Begin Document extract

Click any document to open the full document viewer. The viewer provides a rich, multi-panel interface for reviewing individual documents:

  • Document display — native rendering of the document with zoom controls (0.25x to 3x)
  • Three viewing tabs: Original (native format), Markup (with redaction overlays), and Text (extracted plain text with search highlighting)
  • Metadata panel — document properties, email headers, file hashes, and processing info
  • Decisions panel — set relevance, hot-document flag, comments, and custom decision fields
  • Family panel — view parent/child relationships (e.g. email and attachments)
  • Chat panel — ask questions about the document using AI
  • Navigation — previous/next buttons with keyboard shortcuts for rapid sequential review
Performance

The document viewer uses a prefetch cache that pre-loads adjacent documents (previous and next) in the background. This provides near-instant navigation when reviewing documents sequentially. The cache holds up to 50 documents with a 2-minute TTL.

Native File Viewers

Dezcry includes purpose-built viewers for every supported file type, rendering documents directly in the browser without requiring any plugins or downloads:

ViewerFile TypesFeatures
PDF ViewerPDF filesPage-by-page rendering, zoom, scroll, text selection, search highlighting
Image ViewerPNG, JPG, TIFF, BMP, GIFPan and zoom, fit-to-width/height, full-resolution display
DOCX ViewerWord documents (DOCX)Formatted text rendering with styles, headers, lists, and tables
PPTX ViewerPowerPoint (PPTX)Slide-by-slide rendering with layouts and formatting
Spreadsheet ViewerXLSX, XLS, CSVMulti-sheet tabs, column/row headers, cell formatting, frozen panes
Text ViewerTXT, LOG, HTML, XML, JSONSyntax-highlighted text with line numbers and search
Audio ViewerMP3, WAV, M4AAudio player with waveform, playback controls, and timestamp display
Video ViewerMP4, AVI, MOVVideo player with playback controls, full-screen mode
Markup ViewerAny document with redactionsRedaction overlay rendering with colour-coded entity categories

Metadata Panel

The metadata panel displays all extracted properties for the current document. For email files, this includes:

  • From, To, CC, BCC addresses
  • Subject line
  • Date sent and date received
  • Message-ID and conversation threading references
  • Attachment count and list

For all documents, the metadata panel shows:

  • File size, MIME type, and document type
  • MD5 and SHA-256 hashes (for integrity verification)
  • Created and modified dates
  • Author (when available from document properties)
  • Source folder path from the original container
  • OCR status and AI summary (when available)
  • Processing status and any error messages

Decisions Panel

The decisions panel is where reviewers record their assessments. Every decision is timestamped and logged in the audit trail. Available fields:

  • Relevance — mark the document as Responsive, Non-Responsive, or other custom values
  • Hot Document — flag important or significant documents for attention
  • Decision Comment — free-text annotation explaining the reviewer's reasoning
  • Custom Decision Fields — any additional fields configured at the matter level (single-select, multi-select, or free text)
Optimistic Locking

Dezcry uses optimistic locking on document decisions to prevent overwrite conflicts when multiple reviewers work on the same matter. Each document tracks a version number that is incremented on every update. If two reviewers attempt to save changes to the same document simultaneously, the second save will receive a conflict error and be asked to refresh before re-applying their changes.

End Document extract
Begin Data

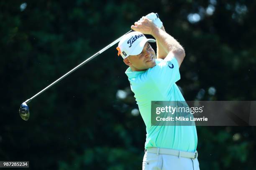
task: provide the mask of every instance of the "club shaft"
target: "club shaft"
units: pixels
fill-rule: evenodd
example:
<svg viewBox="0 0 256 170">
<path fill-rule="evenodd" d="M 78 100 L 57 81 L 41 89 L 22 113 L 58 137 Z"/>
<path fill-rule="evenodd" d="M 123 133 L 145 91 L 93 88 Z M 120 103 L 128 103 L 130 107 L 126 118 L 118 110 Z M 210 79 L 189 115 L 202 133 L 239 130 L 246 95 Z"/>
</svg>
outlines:
<svg viewBox="0 0 256 170">
<path fill-rule="evenodd" d="M 64 75 L 62 75 L 61 77 L 59 78 L 59 79 L 58 79 L 57 80 L 55 80 L 54 82 L 53 82 L 50 85 L 48 85 L 47 87 L 46 87 L 46 88 L 44 88 L 44 89 L 43 89 L 42 90 L 40 91 L 40 92 L 39 92 L 38 93 L 36 93 L 33 97 L 32 97 L 32 98 L 31 98 L 28 99 L 27 100 L 26 100 L 25 101 L 26 103 L 27 103 L 27 104 L 28 103 L 33 99 L 34 99 L 36 97 L 38 96 L 41 93 L 42 93 L 42 92 L 44 92 L 46 91 L 46 90 L 48 89 L 49 88 L 51 88 L 51 86 L 54 85 L 54 84 L 56 84 L 56 83 L 57 83 L 58 82 L 59 82 L 59 81 L 60 81 L 60 80 L 62 80 L 63 79 L 65 78 L 69 74 L 70 74 L 72 72 L 74 72 L 74 71 L 75 71 L 76 70 L 77 70 L 78 68 L 80 68 L 81 67 L 82 67 L 82 66 L 84 65 L 85 63 L 86 63 L 87 62 L 89 62 L 90 60 L 91 60 L 92 59 L 95 58 L 97 56 L 98 56 L 100 54 L 101 54 L 103 52 L 104 52 L 104 51 L 105 51 L 105 50 L 108 50 L 108 49 L 109 49 L 109 48 L 110 48 L 110 47 L 111 47 L 112 46 L 113 46 L 113 45 L 115 45 L 115 44 L 116 44 L 117 43 L 119 42 L 120 41 L 120 40 L 121 40 L 121 39 L 123 37 L 123 35 L 124 35 L 125 34 L 127 34 L 130 32 L 132 31 L 132 30 L 130 30 L 129 32 L 127 32 L 126 33 L 125 33 L 125 34 L 124 34 L 124 35 L 123 35 L 123 36 L 122 36 L 121 37 L 119 38 L 118 38 L 117 40 L 115 40 L 113 42 L 111 42 L 110 44 L 109 45 L 108 45 L 107 46 L 106 46 L 105 48 L 102 48 L 100 51 L 98 51 L 98 52 L 97 52 L 95 54 L 93 55 L 91 57 L 90 57 L 89 58 L 88 58 L 87 59 L 86 59 L 81 64 L 80 64 L 79 65 L 78 65 L 76 67 L 74 68 L 73 69 L 71 70 L 70 71 L 69 71 L 68 72 L 67 72 L 67 73 L 65 74 Z"/>
</svg>

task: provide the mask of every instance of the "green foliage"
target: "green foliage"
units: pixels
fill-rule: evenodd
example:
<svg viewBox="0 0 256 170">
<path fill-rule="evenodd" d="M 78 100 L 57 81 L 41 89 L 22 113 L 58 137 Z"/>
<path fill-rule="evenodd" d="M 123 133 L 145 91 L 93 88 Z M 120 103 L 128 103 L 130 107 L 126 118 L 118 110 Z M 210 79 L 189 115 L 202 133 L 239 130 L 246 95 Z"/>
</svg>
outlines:
<svg viewBox="0 0 256 170">
<path fill-rule="evenodd" d="M 256 2 L 0 2 L 0 160 L 29 160 L 37 170 L 141 169 L 145 127 L 131 114 L 137 108 L 133 94 L 116 97 L 130 85 L 115 48 L 30 103 L 28 122 L 18 110 L 152 12 L 185 49 L 177 84 L 187 100 L 198 99 L 200 89 L 202 100 L 254 100 Z M 205 12 L 210 5 L 212 15 Z M 201 20 L 192 23 L 194 13 Z M 254 127 L 197 130 L 201 169 L 255 169 Z"/>
</svg>

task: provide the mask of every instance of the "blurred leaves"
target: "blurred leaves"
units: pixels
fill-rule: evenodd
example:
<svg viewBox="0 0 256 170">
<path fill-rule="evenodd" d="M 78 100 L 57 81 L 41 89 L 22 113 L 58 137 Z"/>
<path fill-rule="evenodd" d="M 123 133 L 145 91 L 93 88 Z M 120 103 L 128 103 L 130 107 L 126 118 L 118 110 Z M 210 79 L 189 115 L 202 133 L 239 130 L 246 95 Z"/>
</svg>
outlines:
<svg viewBox="0 0 256 170">
<path fill-rule="evenodd" d="M 185 49 L 177 84 L 186 100 L 254 100 L 256 6 L 244 0 L 0 1 L 0 160 L 28 160 L 38 170 L 141 169 L 145 127 L 131 113 L 138 107 L 115 48 L 30 103 L 28 122 L 19 105 L 152 12 Z M 200 20 L 189 22 L 190 14 Z M 117 98 L 118 91 L 126 97 Z M 255 169 L 254 127 L 197 129 L 201 169 Z"/>
</svg>

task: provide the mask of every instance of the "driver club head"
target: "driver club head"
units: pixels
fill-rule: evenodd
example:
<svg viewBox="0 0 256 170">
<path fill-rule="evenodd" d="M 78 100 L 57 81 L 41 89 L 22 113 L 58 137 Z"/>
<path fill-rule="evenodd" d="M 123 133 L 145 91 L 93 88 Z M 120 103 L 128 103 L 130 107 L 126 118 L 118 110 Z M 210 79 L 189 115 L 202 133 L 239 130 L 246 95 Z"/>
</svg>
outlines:
<svg viewBox="0 0 256 170">
<path fill-rule="evenodd" d="M 24 120 L 28 120 L 29 118 L 29 108 L 26 102 L 22 103 L 19 110 L 20 116 Z"/>
</svg>

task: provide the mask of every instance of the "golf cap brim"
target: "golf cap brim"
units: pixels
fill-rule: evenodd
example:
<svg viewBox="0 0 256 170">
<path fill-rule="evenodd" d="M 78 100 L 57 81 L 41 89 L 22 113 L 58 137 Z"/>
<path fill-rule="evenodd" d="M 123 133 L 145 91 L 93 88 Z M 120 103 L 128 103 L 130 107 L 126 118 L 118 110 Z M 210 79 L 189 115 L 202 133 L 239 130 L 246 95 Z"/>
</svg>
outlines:
<svg viewBox="0 0 256 170">
<path fill-rule="evenodd" d="M 141 52 L 145 44 L 147 42 L 155 42 L 153 39 L 147 39 L 144 35 L 138 31 L 133 31 L 124 35 L 116 49 L 118 55 L 125 59 L 130 55 L 138 55 Z"/>
<path fill-rule="evenodd" d="M 135 47 L 133 51 L 131 52 L 130 55 L 135 55 L 140 54 L 142 52 L 144 46 L 147 42 L 156 42 L 156 40 L 152 39 L 146 39 L 143 40 L 137 45 L 137 46 Z"/>
</svg>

End Data

→ Task set
[1] According to the document viewer guide, how many documents can the prefetch cache hold?
[2] Write the next part of the document viewer guide, picking up after its last sentence.
The rows are separate material and are not part of the document viewer guide.

→ Responses in order
[1] Up to 50 documents.

[2]
Family Documents

Documents extracted from container files (emails with attachments, ZIP archives) are automatically grouped into families. A family consists of a parent document (e.g. an email) and its child documents (e.g. attachments).

The family panel in the document viewer shows all related documents, allowing reviewers to quickly navigate between a parent email and its attachments. Family relationships are preserved throughout all workflows — search results can include family expansion, and exports can group family members together.

Tagging

Documents can be tagged with relevance codes and custom decision field values. Tags are set through the decisions panel in the document viewer or via bulk actions on the document list. All tagging actions are logged in the audit trail with the reviewer's identity and timestamp.

Metadata

Overview

Every document ingested into a matter has a rich set of metadata fields automatically extracted during processing. Dezcry captures over 60 metadata fields per document — covering everything from basic file properties and email headers to AI-generated summaries and reviewer decisions. These fields are available for filtering, sorting, column display, search, and export throughout the platform.

Metadata is extracted at the point of ingestion with no manual effort required. For email files, Dezcry parses all standard headers including threading references. For Office documents and PDFs, embedded properties such as author, title, and creation date are captured. For images, EXIF data including camera make, GPS coordinates, and timestamps is preserved. All dates are normalised to UTC for consistent cross-timezone analysis.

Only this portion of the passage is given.